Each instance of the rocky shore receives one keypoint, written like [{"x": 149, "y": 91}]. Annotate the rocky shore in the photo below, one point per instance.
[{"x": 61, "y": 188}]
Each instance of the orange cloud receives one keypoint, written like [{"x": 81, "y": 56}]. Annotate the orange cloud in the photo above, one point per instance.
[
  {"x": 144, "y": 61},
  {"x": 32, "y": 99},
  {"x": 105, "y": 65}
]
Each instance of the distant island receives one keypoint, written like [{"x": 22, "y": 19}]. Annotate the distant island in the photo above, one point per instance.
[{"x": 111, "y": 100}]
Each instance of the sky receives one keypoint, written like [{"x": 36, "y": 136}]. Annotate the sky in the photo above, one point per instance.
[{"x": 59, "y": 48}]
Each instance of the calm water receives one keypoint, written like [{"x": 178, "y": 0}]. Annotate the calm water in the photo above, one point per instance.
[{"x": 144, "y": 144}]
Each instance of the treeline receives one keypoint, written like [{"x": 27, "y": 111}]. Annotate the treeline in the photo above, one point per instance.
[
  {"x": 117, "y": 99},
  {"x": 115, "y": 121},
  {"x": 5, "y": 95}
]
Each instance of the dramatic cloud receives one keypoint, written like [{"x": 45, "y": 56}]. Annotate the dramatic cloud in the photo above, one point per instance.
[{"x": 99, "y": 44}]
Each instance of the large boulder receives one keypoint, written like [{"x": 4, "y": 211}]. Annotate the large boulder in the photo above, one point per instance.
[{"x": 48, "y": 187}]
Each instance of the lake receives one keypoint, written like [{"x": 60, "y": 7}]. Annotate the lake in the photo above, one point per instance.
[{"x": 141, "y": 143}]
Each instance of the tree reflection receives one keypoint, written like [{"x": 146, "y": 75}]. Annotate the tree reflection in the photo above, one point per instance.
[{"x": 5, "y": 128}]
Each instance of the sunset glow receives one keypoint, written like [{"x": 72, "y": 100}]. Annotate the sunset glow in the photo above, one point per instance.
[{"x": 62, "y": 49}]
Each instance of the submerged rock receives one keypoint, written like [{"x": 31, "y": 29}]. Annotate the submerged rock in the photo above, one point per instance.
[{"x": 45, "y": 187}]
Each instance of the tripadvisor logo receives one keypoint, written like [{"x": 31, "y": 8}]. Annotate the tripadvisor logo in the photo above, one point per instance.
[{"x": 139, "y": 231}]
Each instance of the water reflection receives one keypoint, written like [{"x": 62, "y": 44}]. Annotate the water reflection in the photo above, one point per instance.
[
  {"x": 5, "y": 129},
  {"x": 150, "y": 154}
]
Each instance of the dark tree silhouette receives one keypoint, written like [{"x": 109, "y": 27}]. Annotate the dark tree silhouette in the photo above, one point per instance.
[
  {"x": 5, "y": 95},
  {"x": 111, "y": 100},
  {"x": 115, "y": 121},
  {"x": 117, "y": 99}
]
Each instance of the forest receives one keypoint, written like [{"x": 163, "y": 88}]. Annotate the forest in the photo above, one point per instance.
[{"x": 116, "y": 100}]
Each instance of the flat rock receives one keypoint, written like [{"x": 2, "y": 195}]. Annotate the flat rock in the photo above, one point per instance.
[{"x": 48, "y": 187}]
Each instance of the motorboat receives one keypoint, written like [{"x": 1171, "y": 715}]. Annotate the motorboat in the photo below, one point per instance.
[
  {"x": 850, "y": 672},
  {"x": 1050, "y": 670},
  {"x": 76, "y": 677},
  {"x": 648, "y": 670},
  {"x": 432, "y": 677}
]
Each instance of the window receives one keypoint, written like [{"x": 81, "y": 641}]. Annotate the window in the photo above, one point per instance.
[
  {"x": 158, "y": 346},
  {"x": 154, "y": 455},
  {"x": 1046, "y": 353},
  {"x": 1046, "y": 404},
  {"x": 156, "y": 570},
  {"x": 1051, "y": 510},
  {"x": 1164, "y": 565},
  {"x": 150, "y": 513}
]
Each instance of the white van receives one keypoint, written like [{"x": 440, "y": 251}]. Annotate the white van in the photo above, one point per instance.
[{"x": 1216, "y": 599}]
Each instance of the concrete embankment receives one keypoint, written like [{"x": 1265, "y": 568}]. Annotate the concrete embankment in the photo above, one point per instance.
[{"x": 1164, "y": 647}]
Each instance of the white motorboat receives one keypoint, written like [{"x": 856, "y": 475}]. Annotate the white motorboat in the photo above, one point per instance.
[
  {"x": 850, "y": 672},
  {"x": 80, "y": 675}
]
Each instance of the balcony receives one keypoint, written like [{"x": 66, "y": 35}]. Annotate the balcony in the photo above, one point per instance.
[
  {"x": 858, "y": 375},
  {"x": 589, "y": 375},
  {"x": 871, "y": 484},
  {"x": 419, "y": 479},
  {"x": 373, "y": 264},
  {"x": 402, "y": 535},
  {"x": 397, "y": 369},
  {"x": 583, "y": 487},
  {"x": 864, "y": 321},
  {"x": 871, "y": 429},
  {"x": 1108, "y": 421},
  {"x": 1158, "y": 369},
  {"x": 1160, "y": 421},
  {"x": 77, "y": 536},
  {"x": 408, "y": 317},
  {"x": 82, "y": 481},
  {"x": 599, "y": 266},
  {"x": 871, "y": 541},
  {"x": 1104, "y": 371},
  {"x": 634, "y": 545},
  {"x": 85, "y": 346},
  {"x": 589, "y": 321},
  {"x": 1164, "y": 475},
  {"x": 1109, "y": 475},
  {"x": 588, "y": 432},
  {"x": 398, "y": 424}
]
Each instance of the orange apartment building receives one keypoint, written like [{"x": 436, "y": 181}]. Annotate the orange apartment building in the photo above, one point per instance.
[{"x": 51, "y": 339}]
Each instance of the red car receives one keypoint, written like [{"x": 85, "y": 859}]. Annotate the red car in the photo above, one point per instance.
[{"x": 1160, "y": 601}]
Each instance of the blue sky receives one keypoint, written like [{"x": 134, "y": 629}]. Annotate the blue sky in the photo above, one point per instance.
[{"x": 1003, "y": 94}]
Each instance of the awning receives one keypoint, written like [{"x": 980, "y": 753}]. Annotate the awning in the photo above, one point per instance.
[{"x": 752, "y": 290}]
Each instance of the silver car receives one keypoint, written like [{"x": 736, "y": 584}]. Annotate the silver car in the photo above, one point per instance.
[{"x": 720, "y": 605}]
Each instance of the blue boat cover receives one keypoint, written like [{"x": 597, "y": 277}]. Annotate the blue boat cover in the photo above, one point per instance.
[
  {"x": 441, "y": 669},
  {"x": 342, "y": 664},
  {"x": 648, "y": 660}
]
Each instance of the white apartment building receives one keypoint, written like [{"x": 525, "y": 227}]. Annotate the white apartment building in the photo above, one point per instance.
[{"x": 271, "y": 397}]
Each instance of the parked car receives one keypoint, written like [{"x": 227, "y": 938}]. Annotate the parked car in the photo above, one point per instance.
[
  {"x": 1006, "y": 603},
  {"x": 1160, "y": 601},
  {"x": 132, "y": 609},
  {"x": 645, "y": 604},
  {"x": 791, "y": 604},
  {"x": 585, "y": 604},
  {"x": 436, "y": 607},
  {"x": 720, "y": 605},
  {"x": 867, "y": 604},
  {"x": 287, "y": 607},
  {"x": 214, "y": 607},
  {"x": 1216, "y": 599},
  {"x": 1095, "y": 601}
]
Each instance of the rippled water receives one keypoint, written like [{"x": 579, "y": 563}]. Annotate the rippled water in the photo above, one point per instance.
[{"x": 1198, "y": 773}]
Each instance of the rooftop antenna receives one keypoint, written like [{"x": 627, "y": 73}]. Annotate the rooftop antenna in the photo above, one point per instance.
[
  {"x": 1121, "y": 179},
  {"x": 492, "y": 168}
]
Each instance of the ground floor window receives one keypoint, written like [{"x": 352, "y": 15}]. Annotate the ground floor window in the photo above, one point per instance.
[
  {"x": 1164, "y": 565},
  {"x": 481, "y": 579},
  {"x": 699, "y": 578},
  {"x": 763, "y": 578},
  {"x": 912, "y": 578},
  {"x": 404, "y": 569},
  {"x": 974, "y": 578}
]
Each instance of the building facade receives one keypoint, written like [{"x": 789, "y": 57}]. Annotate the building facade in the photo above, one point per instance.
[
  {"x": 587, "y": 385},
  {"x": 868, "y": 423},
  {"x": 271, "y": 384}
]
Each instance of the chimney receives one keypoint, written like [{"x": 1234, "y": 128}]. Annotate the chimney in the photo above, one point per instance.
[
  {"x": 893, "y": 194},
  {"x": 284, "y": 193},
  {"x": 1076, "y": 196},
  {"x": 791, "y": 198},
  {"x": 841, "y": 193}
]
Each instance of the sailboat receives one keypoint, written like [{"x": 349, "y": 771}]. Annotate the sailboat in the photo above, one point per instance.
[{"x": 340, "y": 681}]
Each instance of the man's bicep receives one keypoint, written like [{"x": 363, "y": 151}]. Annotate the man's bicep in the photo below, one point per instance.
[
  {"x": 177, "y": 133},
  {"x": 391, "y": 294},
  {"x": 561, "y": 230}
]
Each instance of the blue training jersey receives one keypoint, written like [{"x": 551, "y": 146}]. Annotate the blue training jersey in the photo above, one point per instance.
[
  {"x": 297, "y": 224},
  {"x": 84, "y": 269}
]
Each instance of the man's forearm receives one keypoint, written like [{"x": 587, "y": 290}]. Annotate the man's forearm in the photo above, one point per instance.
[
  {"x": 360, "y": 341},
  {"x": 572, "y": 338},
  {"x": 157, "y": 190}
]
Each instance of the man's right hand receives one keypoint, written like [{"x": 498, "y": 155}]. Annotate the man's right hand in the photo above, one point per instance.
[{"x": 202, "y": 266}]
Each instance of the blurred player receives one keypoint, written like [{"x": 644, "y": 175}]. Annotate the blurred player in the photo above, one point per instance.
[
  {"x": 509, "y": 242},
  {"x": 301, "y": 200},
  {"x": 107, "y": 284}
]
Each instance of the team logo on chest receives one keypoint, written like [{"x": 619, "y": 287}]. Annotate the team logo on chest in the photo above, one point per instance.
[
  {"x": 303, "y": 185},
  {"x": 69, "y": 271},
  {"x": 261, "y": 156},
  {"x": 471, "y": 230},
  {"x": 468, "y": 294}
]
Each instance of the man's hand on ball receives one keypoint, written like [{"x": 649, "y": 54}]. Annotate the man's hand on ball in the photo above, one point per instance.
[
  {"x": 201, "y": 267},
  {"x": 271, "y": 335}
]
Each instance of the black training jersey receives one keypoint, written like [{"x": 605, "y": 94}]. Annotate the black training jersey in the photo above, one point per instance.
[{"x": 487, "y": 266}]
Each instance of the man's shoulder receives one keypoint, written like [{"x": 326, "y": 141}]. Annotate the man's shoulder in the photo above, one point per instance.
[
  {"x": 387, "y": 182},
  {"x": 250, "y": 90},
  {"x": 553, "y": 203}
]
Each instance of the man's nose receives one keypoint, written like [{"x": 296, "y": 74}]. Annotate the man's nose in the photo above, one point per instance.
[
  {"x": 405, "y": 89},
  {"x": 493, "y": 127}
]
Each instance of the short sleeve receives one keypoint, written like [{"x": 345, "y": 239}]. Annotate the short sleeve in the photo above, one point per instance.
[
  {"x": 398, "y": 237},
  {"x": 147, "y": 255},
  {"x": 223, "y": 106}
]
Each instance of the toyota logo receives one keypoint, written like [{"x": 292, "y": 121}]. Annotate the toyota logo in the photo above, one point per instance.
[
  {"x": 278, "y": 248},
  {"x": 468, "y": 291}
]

(Exercise): Starting with the line that contains "Each instance of the man's hand", return every line through the last one of the records, exactly as written.

(Answer below):
Each instance of the man's hand on ball receives one keypoint, written like [{"x": 649, "y": 54}]. Annotate the man's hand on ball in the photo above, one point per instance.
[
  {"x": 201, "y": 267},
  {"x": 271, "y": 335}
]
Each instance of the black training jersey receives one keypoint, written like [{"x": 605, "y": 94}]. Annotate the black training jersey in the photo above, one point per instance.
[{"x": 487, "y": 266}]
Each instance of the man's shoulder receives one keypoint, written like [{"x": 326, "y": 141}]. Annotate the man's shoulder in the photo above, one point per instance.
[
  {"x": 387, "y": 182},
  {"x": 250, "y": 90},
  {"x": 553, "y": 203}
]
Each instance of the man's nose receives one keypoint, written like [{"x": 296, "y": 74}]. Annotate the man's nose in the photo above, one point per instance.
[
  {"x": 405, "y": 89},
  {"x": 493, "y": 127}
]
Each instance of the short sleeve receives one keypoint, written like [{"x": 345, "y": 239}]. Annotate the short sleeve in the photo above, one point per instance.
[
  {"x": 398, "y": 237},
  {"x": 147, "y": 255},
  {"x": 223, "y": 106}
]
Each instance of the toyota logo receives one keypoint, written like [{"x": 292, "y": 121}]. Annotate the toyota logo in the photo above, one point per instance.
[
  {"x": 278, "y": 248},
  {"x": 468, "y": 291}
]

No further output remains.